## Direction
In the listing below, reproduce the lines from the one containing "Specifically, locate green" up to and including the one containing "left=0, top=0, right=299, bottom=192", with "Objective" changed to "Goal" and nothing else altered. Give only those lines.

--- start Material for this task ---

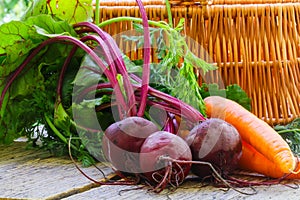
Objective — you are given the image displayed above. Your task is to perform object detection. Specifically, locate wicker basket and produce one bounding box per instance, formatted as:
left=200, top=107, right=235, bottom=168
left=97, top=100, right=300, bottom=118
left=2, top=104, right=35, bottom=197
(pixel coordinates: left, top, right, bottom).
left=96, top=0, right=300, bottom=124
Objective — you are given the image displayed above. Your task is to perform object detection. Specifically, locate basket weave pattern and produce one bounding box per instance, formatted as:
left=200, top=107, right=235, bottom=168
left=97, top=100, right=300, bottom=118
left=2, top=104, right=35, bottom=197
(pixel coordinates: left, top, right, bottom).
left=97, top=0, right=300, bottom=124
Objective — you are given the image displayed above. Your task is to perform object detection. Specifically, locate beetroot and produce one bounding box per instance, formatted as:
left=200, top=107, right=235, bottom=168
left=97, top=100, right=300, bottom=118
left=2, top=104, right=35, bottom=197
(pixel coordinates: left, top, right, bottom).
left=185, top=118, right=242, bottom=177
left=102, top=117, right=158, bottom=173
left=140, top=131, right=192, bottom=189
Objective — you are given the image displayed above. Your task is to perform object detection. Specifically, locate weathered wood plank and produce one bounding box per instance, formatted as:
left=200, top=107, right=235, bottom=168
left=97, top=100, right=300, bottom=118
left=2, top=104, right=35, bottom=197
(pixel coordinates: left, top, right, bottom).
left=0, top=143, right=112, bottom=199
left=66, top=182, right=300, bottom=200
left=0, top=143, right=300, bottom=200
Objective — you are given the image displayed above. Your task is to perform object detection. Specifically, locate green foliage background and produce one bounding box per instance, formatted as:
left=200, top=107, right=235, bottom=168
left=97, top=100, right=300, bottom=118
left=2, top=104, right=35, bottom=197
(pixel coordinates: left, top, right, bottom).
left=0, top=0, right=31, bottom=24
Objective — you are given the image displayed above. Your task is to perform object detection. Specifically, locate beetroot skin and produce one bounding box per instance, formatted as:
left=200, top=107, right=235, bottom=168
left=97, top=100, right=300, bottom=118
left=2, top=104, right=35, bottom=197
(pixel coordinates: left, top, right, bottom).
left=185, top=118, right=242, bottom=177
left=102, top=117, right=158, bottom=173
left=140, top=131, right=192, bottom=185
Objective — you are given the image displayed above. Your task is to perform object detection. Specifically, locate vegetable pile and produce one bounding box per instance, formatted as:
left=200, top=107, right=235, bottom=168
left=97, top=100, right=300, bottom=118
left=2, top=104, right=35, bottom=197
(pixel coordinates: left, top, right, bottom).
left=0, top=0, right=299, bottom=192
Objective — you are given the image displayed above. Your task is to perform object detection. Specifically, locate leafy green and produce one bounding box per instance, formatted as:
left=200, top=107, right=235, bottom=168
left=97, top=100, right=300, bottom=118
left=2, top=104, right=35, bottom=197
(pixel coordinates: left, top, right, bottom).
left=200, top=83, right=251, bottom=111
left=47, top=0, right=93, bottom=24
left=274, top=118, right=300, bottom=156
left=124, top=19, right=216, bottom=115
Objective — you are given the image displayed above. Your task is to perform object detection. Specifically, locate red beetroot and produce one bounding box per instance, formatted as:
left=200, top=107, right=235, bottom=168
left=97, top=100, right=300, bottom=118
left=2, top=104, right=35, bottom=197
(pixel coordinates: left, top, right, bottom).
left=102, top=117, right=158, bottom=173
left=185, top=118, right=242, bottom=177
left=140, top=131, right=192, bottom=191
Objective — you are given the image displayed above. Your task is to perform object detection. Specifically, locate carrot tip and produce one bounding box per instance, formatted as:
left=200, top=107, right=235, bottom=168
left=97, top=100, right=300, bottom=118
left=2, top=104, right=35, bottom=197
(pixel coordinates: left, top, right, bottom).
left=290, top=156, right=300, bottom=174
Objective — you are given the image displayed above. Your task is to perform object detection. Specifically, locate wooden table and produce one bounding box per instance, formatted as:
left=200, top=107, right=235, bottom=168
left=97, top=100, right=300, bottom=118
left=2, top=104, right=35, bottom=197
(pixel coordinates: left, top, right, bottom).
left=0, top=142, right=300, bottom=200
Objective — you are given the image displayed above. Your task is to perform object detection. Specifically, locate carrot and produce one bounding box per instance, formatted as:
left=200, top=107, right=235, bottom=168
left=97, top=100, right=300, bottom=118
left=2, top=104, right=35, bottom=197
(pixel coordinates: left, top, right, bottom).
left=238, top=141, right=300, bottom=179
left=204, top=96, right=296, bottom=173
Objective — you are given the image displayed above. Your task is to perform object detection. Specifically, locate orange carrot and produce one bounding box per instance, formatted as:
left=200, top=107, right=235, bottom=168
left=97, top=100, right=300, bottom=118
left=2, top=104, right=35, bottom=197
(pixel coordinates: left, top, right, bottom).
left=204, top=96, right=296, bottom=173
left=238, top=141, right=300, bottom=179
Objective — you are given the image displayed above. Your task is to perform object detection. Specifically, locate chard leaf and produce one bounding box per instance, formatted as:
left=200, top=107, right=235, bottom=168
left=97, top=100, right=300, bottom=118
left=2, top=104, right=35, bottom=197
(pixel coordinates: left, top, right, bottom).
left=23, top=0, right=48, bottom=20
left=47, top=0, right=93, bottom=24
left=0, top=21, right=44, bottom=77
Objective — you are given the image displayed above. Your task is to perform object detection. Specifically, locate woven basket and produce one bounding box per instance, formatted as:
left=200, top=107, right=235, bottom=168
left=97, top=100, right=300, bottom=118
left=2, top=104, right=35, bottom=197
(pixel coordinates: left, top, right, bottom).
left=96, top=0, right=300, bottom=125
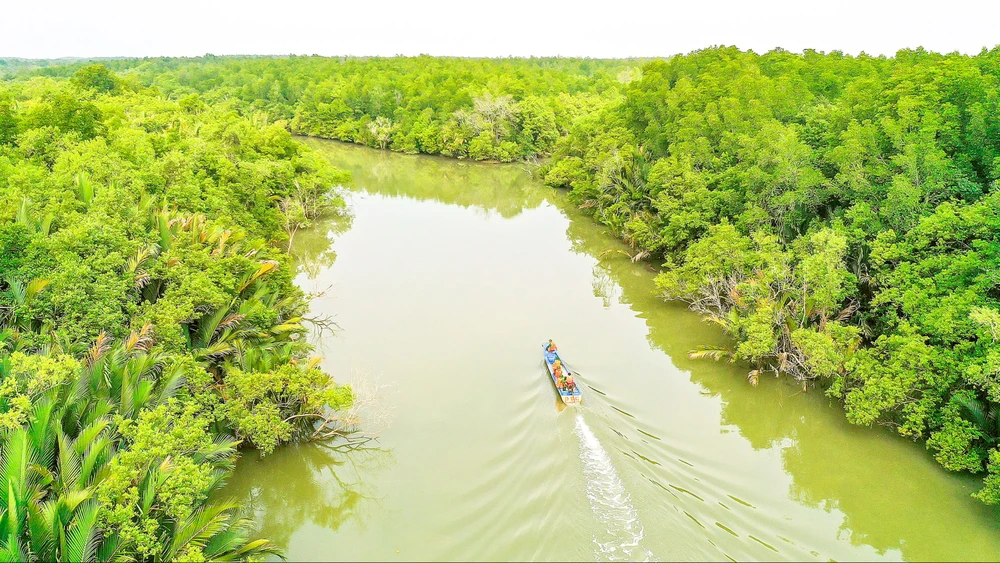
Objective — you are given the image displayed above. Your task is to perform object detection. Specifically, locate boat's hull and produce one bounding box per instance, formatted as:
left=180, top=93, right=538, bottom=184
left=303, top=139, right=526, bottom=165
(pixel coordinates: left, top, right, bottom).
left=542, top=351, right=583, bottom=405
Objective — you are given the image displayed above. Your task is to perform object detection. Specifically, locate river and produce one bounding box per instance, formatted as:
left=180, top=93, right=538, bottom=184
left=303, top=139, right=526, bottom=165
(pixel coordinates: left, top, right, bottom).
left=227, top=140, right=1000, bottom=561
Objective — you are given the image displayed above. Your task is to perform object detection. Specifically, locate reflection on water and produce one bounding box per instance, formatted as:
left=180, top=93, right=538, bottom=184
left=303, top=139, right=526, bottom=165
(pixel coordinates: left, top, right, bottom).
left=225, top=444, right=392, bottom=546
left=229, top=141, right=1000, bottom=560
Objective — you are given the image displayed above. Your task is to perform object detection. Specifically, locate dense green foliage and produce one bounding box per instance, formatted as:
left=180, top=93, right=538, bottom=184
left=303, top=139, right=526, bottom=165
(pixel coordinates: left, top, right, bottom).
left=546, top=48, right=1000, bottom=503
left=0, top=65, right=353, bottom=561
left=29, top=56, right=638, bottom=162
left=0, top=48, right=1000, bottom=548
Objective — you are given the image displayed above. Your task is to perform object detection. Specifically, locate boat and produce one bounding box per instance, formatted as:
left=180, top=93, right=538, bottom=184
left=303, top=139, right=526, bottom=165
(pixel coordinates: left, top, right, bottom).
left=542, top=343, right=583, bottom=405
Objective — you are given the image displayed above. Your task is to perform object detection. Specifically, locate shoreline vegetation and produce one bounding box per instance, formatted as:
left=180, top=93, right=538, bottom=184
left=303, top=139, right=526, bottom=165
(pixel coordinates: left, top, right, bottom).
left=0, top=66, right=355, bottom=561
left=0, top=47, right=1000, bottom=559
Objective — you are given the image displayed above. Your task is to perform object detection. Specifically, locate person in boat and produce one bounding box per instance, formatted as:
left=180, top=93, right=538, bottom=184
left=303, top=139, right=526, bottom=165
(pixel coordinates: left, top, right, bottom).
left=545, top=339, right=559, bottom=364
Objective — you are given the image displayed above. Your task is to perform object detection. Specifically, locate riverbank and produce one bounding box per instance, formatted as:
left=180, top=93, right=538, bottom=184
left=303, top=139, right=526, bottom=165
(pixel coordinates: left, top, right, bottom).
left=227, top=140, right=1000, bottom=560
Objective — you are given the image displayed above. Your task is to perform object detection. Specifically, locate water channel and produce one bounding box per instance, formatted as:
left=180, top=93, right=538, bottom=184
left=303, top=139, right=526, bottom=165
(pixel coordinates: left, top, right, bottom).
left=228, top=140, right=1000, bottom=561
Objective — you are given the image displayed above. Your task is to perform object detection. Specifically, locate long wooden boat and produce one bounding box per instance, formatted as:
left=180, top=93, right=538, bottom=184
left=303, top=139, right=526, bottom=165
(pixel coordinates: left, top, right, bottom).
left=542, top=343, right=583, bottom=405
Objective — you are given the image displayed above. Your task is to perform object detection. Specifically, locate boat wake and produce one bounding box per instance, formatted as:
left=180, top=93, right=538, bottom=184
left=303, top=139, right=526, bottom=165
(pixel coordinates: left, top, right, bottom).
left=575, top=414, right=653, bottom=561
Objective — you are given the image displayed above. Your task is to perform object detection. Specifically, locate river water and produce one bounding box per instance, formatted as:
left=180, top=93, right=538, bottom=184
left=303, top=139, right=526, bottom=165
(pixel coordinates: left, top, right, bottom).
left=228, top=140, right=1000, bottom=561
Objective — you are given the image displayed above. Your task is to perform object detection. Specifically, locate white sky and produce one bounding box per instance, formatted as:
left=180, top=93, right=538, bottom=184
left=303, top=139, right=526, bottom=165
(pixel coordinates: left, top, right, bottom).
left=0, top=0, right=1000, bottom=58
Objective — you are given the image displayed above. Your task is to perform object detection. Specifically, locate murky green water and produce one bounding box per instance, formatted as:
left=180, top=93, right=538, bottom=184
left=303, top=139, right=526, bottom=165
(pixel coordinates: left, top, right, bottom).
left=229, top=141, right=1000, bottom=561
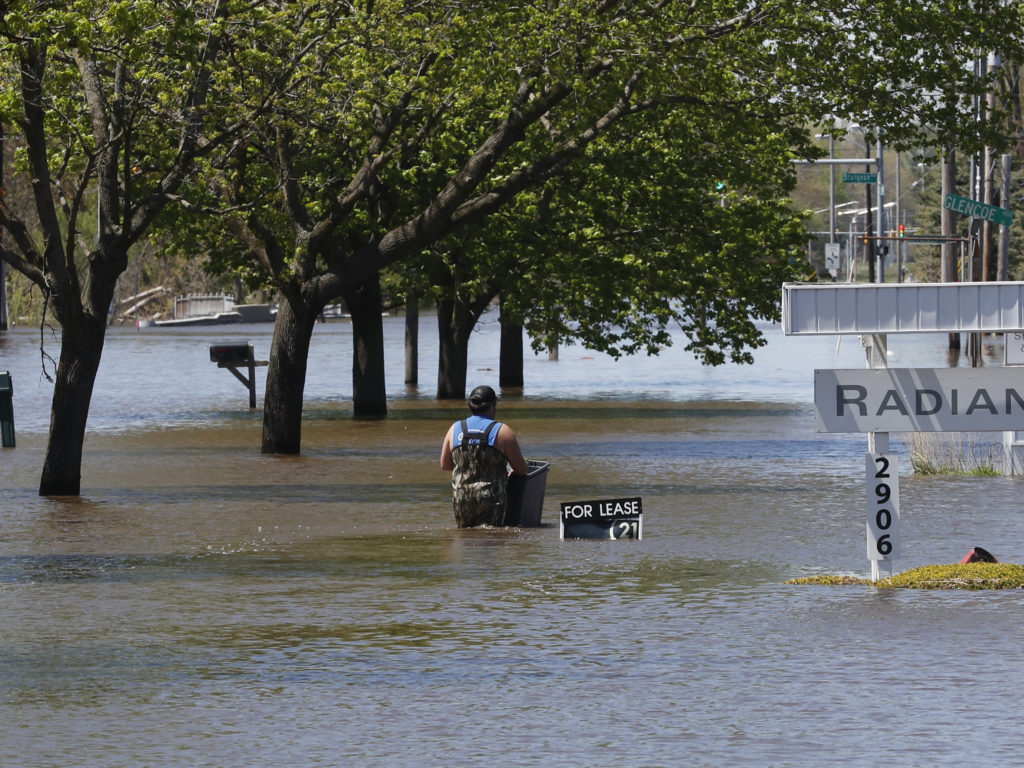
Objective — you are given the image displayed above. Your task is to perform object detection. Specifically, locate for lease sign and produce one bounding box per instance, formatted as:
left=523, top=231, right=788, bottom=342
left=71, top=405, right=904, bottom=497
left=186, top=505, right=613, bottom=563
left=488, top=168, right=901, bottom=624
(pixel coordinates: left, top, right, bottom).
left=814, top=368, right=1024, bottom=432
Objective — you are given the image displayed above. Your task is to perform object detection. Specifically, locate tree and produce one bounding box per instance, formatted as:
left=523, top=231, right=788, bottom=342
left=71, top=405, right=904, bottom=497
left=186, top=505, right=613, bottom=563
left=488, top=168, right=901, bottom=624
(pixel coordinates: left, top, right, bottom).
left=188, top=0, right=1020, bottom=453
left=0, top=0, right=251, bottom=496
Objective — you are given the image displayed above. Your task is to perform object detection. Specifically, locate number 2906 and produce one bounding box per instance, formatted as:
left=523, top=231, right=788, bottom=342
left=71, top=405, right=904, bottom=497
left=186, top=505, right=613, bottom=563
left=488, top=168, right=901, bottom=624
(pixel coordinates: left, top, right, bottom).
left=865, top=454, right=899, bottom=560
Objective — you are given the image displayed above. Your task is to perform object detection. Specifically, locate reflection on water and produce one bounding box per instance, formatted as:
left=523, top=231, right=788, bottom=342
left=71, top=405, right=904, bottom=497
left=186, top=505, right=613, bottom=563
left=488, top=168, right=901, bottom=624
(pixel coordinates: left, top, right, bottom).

--- end Material for this task ---

## Result of this exercise
Goal — you are given the image displayed above. Your task is to perform object detection. Specifically, locate green foliage background and produce one bounding box per instance, formatted as:
left=200, top=107, right=235, bottom=168
left=97, top=100, right=300, bottom=118
left=2, top=104, right=35, bottom=197
(pixel coordinates: left, top, right, bottom).
left=0, top=0, right=31, bottom=24
Goal — you are given the image displayed above. Your task is to perform object detection. Specifically, locate beetroot skin and produce one bounding box per instance, formatted as:
left=200, top=107, right=235, bottom=168
left=97, top=100, right=300, bottom=118
left=2, top=104, right=35, bottom=197
(pixel coordinates: left, top, right, bottom).
left=185, top=118, right=242, bottom=177
left=102, top=117, right=158, bottom=173
left=140, top=131, right=192, bottom=185
Goal — you are given the image displayed above. Your task is to perform object detection. Specifically, locate vegetable pile and produce one bounding box per instance, formatted as:
left=200, top=107, right=235, bottom=168
left=97, top=100, right=300, bottom=118
left=2, top=104, right=35, bottom=197
(pixel coordinates: left, top, right, bottom).
left=0, top=0, right=299, bottom=192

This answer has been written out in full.